ASSIGNMENT |
Repeat each entry word for word.

*** Opening of PROVIDED DATA ***

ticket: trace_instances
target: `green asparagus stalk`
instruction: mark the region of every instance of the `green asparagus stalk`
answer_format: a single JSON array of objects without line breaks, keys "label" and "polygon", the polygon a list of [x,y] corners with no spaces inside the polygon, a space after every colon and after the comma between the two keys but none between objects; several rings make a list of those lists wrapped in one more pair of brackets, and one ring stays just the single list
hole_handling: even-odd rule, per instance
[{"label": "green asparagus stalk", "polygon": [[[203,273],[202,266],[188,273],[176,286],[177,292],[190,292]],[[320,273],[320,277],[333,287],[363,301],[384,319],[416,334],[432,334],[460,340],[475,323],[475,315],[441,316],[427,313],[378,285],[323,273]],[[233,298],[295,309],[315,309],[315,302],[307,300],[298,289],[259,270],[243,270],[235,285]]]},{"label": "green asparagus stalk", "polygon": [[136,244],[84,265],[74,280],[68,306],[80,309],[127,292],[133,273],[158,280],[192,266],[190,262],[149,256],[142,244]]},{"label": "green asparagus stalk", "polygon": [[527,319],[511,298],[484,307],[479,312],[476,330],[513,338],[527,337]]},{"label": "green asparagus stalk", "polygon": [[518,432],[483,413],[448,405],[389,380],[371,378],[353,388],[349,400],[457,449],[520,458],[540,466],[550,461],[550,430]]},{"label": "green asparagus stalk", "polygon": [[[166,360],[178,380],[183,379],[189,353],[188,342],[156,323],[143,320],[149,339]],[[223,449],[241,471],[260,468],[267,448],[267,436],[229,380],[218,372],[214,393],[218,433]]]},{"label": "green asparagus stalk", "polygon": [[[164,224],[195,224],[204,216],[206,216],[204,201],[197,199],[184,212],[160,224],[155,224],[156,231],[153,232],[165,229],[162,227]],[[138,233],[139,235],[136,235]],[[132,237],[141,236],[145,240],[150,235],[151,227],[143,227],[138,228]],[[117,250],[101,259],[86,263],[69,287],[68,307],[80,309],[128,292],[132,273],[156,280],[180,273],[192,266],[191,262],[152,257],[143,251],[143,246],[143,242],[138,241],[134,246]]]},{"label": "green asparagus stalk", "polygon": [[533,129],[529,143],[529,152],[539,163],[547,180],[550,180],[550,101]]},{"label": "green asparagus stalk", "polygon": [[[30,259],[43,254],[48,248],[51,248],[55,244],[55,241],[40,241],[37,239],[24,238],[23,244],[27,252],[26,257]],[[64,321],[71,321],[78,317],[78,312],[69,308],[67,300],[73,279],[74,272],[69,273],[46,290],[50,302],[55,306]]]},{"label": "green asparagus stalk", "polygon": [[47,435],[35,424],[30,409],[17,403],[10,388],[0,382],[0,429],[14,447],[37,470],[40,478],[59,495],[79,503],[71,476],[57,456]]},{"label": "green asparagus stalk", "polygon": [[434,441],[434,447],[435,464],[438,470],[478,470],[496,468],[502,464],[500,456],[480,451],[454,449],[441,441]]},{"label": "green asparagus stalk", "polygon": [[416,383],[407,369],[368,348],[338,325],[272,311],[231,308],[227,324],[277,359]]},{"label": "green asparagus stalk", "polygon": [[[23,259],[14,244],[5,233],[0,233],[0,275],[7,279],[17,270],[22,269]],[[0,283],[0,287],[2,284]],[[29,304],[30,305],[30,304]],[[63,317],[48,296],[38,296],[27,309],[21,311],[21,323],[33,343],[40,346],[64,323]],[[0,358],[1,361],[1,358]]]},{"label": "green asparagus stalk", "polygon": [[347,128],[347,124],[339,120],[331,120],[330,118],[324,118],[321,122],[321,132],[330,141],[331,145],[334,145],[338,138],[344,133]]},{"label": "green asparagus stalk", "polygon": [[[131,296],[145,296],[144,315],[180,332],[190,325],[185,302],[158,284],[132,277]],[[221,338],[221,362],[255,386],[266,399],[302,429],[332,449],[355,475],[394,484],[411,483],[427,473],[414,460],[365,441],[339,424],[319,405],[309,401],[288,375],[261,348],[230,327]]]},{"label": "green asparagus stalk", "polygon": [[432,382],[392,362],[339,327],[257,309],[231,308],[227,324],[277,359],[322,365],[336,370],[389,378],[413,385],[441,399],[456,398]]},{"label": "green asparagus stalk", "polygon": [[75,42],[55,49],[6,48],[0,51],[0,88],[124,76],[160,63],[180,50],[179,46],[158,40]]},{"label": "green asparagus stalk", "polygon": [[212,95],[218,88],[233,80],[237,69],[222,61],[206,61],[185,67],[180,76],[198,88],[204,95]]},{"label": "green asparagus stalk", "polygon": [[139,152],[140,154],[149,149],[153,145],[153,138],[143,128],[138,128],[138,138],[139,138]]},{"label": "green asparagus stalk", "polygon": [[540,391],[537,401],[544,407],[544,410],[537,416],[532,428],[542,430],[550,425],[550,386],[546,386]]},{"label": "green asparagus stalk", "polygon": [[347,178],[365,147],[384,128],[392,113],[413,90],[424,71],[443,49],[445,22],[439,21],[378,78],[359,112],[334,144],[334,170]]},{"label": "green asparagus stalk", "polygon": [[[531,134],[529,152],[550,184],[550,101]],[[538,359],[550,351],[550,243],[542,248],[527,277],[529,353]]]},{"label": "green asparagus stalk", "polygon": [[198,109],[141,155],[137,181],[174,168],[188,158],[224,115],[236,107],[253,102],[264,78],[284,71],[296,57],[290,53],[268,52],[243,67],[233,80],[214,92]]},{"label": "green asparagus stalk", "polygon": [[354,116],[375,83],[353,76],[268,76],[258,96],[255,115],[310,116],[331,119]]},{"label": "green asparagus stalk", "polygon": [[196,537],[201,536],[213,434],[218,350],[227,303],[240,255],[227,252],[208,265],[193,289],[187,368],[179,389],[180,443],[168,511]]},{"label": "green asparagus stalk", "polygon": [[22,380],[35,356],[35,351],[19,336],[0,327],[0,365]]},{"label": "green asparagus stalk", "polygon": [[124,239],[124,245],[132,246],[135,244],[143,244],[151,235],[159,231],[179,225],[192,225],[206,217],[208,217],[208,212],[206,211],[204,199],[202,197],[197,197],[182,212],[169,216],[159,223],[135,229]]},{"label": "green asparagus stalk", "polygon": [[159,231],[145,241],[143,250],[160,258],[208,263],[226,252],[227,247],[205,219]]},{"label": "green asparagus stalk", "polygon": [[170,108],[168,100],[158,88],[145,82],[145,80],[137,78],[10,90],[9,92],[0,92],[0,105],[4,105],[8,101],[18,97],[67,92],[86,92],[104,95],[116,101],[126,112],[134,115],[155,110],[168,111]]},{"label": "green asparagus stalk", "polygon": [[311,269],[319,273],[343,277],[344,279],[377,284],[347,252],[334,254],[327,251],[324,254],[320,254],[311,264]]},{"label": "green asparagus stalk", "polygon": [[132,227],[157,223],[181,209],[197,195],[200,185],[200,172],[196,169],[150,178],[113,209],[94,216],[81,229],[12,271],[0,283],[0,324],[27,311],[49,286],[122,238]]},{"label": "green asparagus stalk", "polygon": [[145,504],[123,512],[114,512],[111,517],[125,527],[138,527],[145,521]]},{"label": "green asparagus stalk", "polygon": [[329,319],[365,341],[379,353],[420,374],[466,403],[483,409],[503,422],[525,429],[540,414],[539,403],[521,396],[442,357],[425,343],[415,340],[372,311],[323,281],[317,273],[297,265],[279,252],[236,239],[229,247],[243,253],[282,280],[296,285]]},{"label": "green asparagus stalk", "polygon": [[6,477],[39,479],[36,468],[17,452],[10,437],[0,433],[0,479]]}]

*** Close of PROVIDED DATA ***

TASK RESULT |
ticket: trace_instances
target: `green asparagus stalk`
instruction: mark the region of every instance of the `green asparagus stalk`
answer_format: a single JSON array of objects without line breaks, keys "label" and "polygon", the polygon a list of [x,y] corners with no spaces inside the polygon, a space after every colon and after the comma between the two keys but none between objects; several rings make a list of those lists wrapped in one more pair of brackets, and one ring stays just the single list
hole_handling: even-odd rule, per instance
[{"label": "green asparagus stalk", "polygon": [[[203,273],[202,266],[188,273],[176,286],[177,292],[190,292]],[[320,273],[320,277],[333,287],[363,301],[384,319],[416,334],[432,334],[460,340],[475,323],[475,315],[441,316],[427,313],[378,285],[323,273]],[[233,298],[295,309],[315,309],[315,302],[307,300],[298,289],[259,270],[243,270],[235,285]]]},{"label": "green asparagus stalk", "polygon": [[136,244],[84,265],[74,280],[68,306],[80,309],[127,292],[133,273],[158,280],[192,266],[190,262],[149,256],[142,244]]},{"label": "green asparagus stalk", "polygon": [[527,319],[511,298],[484,307],[479,312],[476,330],[513,338],[527,337]]},{"label": "green asparagus stalk", "polygon": [[518,432],[483,413],[448,405],[389,380],[371,378],[353,388],[349,400],[457,449],[520,458],[540,466],[550,461],[550,430]]},{"label": "green asparagus stalk", "polygon": [[[166,360],[178,380],[183,379],[189,353],[188,342],[156,323],[143,320],[149,339]],[[223,449],[241,471],[260,468],[267,448],[267,436],[229,380],[218,372],[214,393],[218,433]]]},{"label": "green asparagus stalk", "polygon": [[[164,224],[195,224],[204,216],[206,216],[204,201],[197,199],[184,212],[160,224],[155,224],[156,231],[153,232],[165,229],[162,227]],[[138,233],[139,235],[136,235]],[[132,237],[141,236],[145,240],[150,235],[151,227],[143,227],[138,228]],[[117,250],[101,259],[86,263],[69,287],[68,307],[80,309],[128,292],[132,273],[156,280],[180,273],[192,266],[191,262],[152,257],[143,251],[143,246],[143,242],[138,241],[134,246]]]},{"label": "green asparagus stalk", "polygon": [[533,129],[529,143],[529,152],[539,163],[547,180],[550,180],[550,101]]},{"label": "green asparagus stalk", "polygon": [[[30,259],[43,254],[48,248],[51,248],[55,244],[55,241],[40,241],[37,239],[24,238],[23,244],[27,252],[26,257]],[[64,321],[71,321],[78,317],[78,312],[69,308],[67,300],[73,279],[74,272],[69,273],[46,290],[50,302],[55,306]]]},{"label": "green asparagus stalk", "polygon": [[47,435],[35,424],[30,409],[17,403],[10,388],[0,382],[0,429],[14,447],[37,470],[40,478],[59,495],[79,503],[71,476],[57,456]]},{"label": "green asparagus stalk", "polygon": [[434,441],[434,447],[435,464],[438,470],[478,470],[496,468],[502,464],[500,456],[480,451],[454,449],[441,441]]},{"label": "green asparagus stalk", "polygon": [[416,383],[407,369],[368,348],[338,325],[272,311],[231,308],[227,324],[277,359]]},{"label": "green asparagus stalk", "polygon": [[[23,259],[14,244],[5,233],[0,233],[0,275],[7,279],[17,270],[22,269]],[[0,283],[0,287],[2,284]],[[29,304],[30,305],[30,304]],[[63,317],[48,296],[38,296],[27,309],[21,311],[21,323],[33,343],[40,346],[64,323]],[[0,358],[1,361],[1,358]]]},{"label": "green asparagus stalk", "polygon": [[347,128],[347,124],[339,120],[331,120],[330,118],[324,118],[321,122],[321,132],[330,141],[331,145],[334,145],[338,138],[344,133]]},{"label": "green asparagus stalk", "polygon": [[[131,296],[145,296],[144,315],[180,332],[190,325],[185,302],[158,284],[132,277]],[[221,338],[221,362],[255,386],[266,399],[302,429],[332,449],[355,475],[394,484],[411,483],[427,473],[414,460],[365,441],[339,424],[319,405],[309,401],[288,375],[261,348],[230,327]]]},{"label": "green asparagus stalk", "polygon": [[432,382],[392,362],[339,327],[257,309],[231,308],[227,324],[277,359],[322,365],[336,370],[389,378],[413,385],[441,399],[456,398]]},{"label": "green asparagus stalk", "polygon": [[75,42],[55,49],[6,48],[0,51],[0,88],[124,76],[160,63],[180,50],[179,46],[158,40]]},{"label": "green asparagus stalk", "polygon": [[212,95],[218,88],[233,80],[237,69],[222,61],[206,61],[185,67],[180,76],[198,88],[204,95]]},{"label": "green asparagus stalk", "polygon": [[139,152],[140,154],[149,149],[153,145],[153,138],[143,128],[138,128],[138,138],[139,138]]},{"label": "green asparagus stalk", "polygon": [[540,391],[537,401],[544,407],[544,410],[537,416],[532,428],[542,430],[550,425],[550,386],[546,386]]},{"label": "green asparagus stalk", "polygon": [[347,178],[365,147],[384,128],[392,113],[413,90],[424,71],[443,49],[445,22],[439,21],[378,78],[359,112],[334,144],[334,170]]},{"label": "green asparagus stalk", "polygon": [[[531,134],[529,152],[550,184],[550,101]],[[538,359],[550,351],[550,243],[542,248],[527,277],[529,353]]]},{"label": "green asparagus stalk", "polygon": [[198,109],[141,155],[137,181],[174,168],[188,158],[224,115],[236,107],[253,102],[264,78],[284,71],[296,57],[290,53],[268,52],[243,67],[233,80],[214,92]]},{"label": "green asparagus stalk", "polygon": [[354,116],[375,83],[353,76],[268,76],[258,96],[255,115],[310,116],[331,119]]},{"label": "green asparagus stalk", "polygon": [[196,537],[201,536],[213,434],[218,350],[227,303],[240,255],[227,252],[208,265],[193,289],[187,368],[179,389],[180,443],[168,511]]},{"label": "green asparagus stalk", "polygon": [[22,380],[35,356],[35,351],[19,336],[0,327],[0,365]]},{"label": "green asparagus stalk", "polygon": [[124,239],[124,245],[132,246],[135,244],[143,244],[151,235],[159,231],[179,225],[192,225],[206,217],[208,217],[208,212],[206,211],[204,199],[202,197],[197,197],[182,212],[169,216],[159,223],[135,229]]},{"label": "green asparagus stalk", "polygon": [[159,231],[145,241],[143,250],[160,258],[208,263],[226,252],[227,247],[205,219]]},{"label": "green asparagus stalk", "polygon": [[170,108],[168,100],[158,88],[145,82],[145,80],[137,78],[10,90],[9,92],[0,92],[0,105],[4,105],[8,101],[18,97],[67,92],[86,92],[104,95],[116,101],[126,112],[134,115],[155,110],[168,111]]},{"label": "green asparagus stalk", "polygon": [[311,269],[319,273],[343,277],[344,279],[377,284],[347,252],[334,254],[327,251],[324,254],[320,254],[311,264]]},{"label": "green asparagus stalk", "polygon": [[132,227],[157,223],[181,209],[197,195],[200,185],[200,172],[196,169],[150,178],[113,209],[94,216],[81,229],[12,271],[0,283],[0,324],[27,311],[49,286],[122,238]]},{"label": "green asparagus stalk", "polygon": [[145,504],[123,512],[114,512],[111,517],[125,527],[138,527],[145,521]]},{"label": "green asparagus stalk", "polygon": [[329,319],[365,341],[379,353],[420,374],[466,403],[483,409],[503,422],[525,429],[540,414],[539,403],[521,396],[442,357],[425,343],[415,340],[372,311],[323,281],[317,273],[297,265],[279,252],[236,239],[229,247],[243,253],[282,280],[296,285]]},{"label": "green asparagus stalk", "polygon": [[6,477],[39,479],[36,468],[17,452],[10,437],[0,433],[0,479]]}]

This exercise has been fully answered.